_Stated exercise_
Which lines of the records below contain the string "blue"? Copy each of them in full.

[Entries from a pointing dataset]
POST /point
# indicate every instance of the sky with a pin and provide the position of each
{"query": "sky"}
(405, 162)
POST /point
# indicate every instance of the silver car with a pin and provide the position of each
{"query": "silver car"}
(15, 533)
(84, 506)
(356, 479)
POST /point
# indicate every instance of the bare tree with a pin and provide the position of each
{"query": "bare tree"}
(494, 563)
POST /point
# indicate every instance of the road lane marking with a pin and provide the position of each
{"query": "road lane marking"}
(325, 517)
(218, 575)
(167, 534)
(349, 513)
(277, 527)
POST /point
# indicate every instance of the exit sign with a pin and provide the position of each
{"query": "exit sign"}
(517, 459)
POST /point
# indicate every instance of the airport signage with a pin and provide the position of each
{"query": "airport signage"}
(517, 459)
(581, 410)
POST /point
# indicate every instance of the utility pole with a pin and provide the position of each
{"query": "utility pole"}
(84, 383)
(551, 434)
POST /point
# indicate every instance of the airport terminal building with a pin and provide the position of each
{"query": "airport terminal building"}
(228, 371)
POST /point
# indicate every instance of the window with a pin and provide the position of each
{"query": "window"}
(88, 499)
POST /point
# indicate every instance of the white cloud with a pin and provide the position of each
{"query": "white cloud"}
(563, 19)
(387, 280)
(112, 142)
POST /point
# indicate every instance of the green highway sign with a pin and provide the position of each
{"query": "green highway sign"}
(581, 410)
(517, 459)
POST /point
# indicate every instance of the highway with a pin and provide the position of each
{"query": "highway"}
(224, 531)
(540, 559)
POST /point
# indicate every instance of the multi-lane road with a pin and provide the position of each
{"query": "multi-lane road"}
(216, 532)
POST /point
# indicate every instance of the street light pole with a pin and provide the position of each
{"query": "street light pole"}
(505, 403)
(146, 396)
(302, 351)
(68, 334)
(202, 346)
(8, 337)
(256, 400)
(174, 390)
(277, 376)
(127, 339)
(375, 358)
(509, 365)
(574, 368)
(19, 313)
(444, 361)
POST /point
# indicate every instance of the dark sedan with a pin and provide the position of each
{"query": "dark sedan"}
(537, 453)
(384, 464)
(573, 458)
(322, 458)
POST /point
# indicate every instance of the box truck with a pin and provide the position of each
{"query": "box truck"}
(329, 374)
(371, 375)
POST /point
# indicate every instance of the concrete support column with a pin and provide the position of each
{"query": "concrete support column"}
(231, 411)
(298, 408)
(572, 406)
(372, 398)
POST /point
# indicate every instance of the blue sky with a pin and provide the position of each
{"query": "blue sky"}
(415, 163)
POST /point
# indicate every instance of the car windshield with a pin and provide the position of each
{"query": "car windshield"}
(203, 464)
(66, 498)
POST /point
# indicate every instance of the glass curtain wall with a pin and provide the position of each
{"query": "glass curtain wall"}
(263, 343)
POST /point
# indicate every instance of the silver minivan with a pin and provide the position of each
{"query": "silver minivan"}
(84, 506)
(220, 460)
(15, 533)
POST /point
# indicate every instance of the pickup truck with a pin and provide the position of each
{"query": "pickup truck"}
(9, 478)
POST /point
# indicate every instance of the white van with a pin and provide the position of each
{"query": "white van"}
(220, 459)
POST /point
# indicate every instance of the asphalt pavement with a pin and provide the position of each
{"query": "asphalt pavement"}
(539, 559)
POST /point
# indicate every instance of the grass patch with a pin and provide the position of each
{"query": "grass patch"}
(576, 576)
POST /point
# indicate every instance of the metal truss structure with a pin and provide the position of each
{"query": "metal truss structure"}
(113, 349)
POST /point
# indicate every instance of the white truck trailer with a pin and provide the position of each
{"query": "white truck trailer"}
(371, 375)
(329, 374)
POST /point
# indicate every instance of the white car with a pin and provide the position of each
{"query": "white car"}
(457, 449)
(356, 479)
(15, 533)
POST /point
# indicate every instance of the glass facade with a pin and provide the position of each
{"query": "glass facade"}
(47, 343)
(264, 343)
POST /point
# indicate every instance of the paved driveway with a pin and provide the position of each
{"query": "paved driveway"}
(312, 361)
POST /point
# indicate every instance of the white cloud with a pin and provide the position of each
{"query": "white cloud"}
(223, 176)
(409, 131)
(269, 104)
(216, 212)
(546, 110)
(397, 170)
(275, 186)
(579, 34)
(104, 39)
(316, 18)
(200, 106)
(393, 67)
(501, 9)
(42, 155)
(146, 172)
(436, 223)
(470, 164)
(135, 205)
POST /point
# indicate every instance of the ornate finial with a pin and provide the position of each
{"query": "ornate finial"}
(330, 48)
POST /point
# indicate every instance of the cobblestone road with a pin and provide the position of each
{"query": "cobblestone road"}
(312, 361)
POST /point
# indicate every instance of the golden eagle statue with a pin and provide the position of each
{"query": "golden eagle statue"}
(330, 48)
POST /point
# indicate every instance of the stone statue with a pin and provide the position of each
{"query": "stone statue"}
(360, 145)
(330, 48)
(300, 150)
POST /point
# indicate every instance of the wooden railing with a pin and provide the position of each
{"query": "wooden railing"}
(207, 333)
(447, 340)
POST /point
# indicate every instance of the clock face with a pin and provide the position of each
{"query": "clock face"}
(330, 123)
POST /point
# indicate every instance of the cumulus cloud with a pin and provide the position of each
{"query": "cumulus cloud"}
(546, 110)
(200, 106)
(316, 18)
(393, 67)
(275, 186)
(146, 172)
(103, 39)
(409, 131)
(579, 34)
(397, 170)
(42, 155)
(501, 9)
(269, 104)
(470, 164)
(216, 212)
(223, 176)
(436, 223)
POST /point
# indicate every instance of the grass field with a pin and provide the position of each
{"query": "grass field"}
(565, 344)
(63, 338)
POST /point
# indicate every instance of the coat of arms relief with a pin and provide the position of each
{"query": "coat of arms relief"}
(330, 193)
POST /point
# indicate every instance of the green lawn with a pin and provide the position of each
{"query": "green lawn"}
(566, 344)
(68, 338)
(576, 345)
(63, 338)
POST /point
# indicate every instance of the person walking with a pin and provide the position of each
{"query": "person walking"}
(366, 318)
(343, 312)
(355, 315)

_Written answer_
# indicate every instance of the blue sky with a pin and provide the position of each
{"query": "blue sky"}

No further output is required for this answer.